Render every line of the items below as a Markdown table with two columns, Row and Line. Number the rows in order and leave out blank lines.

# [SUPPLIED MATERIAL]

-- Start --

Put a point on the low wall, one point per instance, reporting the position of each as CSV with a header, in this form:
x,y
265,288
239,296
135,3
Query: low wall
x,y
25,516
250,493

-- End --

# [THE REPLY]
| Row | Line |
|---|---|
| 1 | Put a point on the low wall, one point per instance, reporting the position of each as CSV with a header, in this form: |
| 2 | x,y |
| 3 | 265,288 |
| 4 | 239,296 |
| 5 | 135,3 |
| 6 | Query: low wall |
| 7 | x,y |
| 8 | 25,516 |
| 9 | 250,493 |